▶ **Exercise materials**
==================================================

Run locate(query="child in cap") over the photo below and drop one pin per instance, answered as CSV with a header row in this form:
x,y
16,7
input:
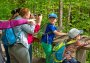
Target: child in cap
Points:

==================================================

▶ **What you need to do**
Reproduce every line of the entries above verbatim, omitting the pictures.

▶ **Reply**
Run locate(query="child in cap") over the photo below and drop one pin per instance, answered as CSV with a header row in this form:
x,y
16,7
input:
Target: child in cap
Points:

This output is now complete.